_Selected extract_
+--

Any notice, instruction, request or election which by any provision of the Plan is required or permitted to be given or made by a Participant or the Company to the Service Provider in writing must be delivered by mail or overnight courier addressed to:
Morgan Stanley Smith Barney LLC
Attn.: Stock Plan Services
100 Citibank Drive
Building 3, Second Floor
San Antonio, TX 78245
or by facsimile transmission to:
Fax Number: (210) 357-8480
or such other address as the Service Provider will furnish to the Participants and the Company, and will be deemed to have been sufficiently given or made when received by the Service Provider, provided, however, that if the date of receipt is not a Business Day, receipt will be deemed to have occurred on the next Business Day. Notwithstanding anything to the contrary contained in this Section, any notice, instruction, request or election may be conveyed by the Company to the Service Provider by any electronic medium mutually agreed upon by the Company and the Service Provider.
Any notice that is required by any provision of the Plan to be given by the Company or the Service Provider to a Participant will be in writing, and will be deemed to have been sufficiently given when made available to Participant via the Service Providers Website or other form of electronic communications that is utilized by the Company in the ordinary course of business such as, in the case of Agents, Primerica Online, and in the case of Employees, via Company e-mail. Any certificate or check that is required by any provision of the Plan to be given by the Service Provider to a Participant will be deemed to have been sufficiently given when deposited postage prepaid in a post office letter box addressed to the Participant at his or her address as it last appears on the records of the Service Provider.
21. | Amendment, Suspension, Termination and Successor Service Provider |
The Committee may amend, modify, suspend or terminate the Plan at any time. The Committee also may replace the Service Provider, with or without cause, with a successor Service Provider upon mailing notice to the Service Provider, the Company and each Participant
9
for whom the Service Provider continues to hold shares of Common Stock under the Plan. Such action will be effective at the time of such mailing, unless otherwise stated in such notice. No termination date has been established for the Plan by the Company.
22. | Effective Date |
The effective date of the Plan is April 1, 2010.

+--

_Material_
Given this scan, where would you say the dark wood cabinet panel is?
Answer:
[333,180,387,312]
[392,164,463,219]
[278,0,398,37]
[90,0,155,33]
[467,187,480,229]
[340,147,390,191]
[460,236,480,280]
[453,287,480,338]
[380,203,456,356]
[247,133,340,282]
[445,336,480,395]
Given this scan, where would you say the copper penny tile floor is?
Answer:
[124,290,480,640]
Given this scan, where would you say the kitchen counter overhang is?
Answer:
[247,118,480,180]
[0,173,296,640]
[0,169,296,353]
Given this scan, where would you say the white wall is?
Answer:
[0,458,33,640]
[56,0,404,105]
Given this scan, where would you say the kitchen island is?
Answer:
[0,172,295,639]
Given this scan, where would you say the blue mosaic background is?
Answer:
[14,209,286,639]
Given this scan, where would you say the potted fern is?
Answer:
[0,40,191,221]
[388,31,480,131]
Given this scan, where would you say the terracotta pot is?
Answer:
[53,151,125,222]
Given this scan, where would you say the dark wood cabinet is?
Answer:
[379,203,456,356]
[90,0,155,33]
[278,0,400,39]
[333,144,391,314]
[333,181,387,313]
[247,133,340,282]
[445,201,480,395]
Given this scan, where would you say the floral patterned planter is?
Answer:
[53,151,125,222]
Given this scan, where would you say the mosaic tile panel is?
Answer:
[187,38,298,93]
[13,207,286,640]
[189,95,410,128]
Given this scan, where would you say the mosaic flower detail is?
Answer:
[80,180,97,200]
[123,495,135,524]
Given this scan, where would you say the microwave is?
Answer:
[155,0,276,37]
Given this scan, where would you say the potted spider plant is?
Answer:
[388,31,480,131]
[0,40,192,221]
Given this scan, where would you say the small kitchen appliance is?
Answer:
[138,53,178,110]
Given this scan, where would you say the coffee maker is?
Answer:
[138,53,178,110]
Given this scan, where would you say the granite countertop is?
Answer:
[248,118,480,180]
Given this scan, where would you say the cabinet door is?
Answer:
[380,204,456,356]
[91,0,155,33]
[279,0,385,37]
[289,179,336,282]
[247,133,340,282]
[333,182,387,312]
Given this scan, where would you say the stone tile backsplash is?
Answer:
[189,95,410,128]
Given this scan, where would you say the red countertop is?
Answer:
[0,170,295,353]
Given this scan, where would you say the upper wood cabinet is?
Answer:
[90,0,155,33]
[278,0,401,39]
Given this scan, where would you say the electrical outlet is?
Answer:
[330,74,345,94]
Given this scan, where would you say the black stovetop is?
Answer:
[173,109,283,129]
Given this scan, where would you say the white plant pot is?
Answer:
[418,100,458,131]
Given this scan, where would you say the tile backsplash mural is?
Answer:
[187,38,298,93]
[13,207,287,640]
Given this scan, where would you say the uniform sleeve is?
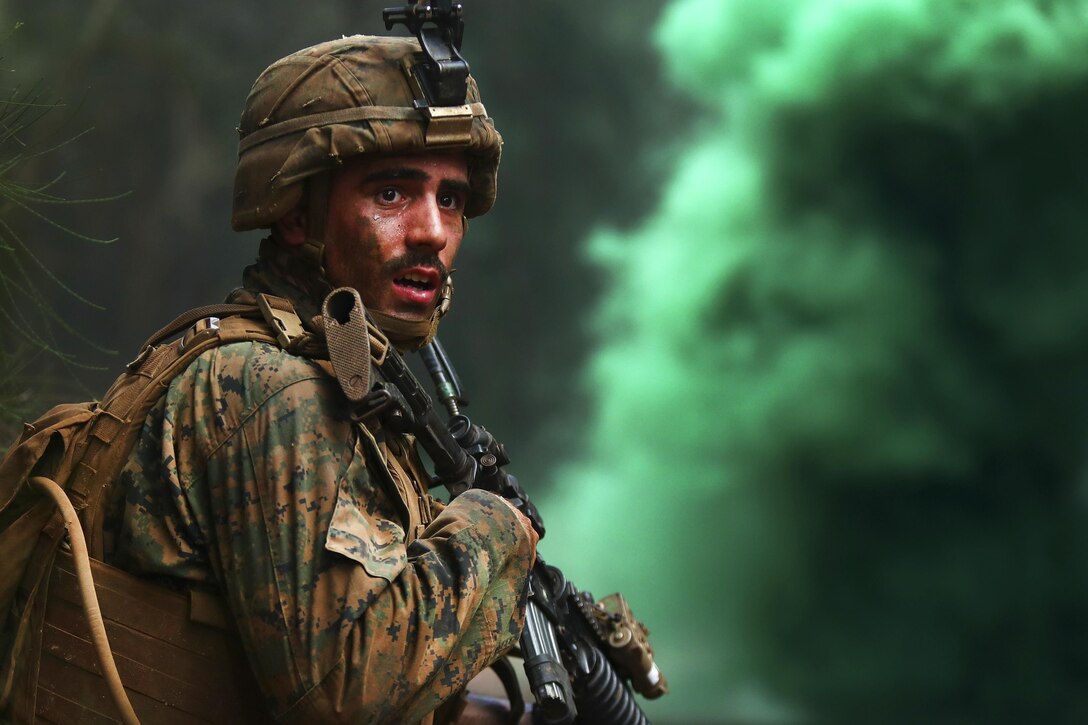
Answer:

+--

_Exercise aim_
Decide whether each statement agrees with the stock plan excerpt: (a) a written notice to the Service Provider may be sent by fax; (b) the Committee may replace the Service Provider only with cause; (c) the Company has set a termination date for the Plan. Answer yes or no for each, quoting the deciding words.

_Response_
(a) Yes: "or by facsimile transmission to:"
(b) No: "with or without cause"
(c) No: "No termination date has been established for the Plan by the Company."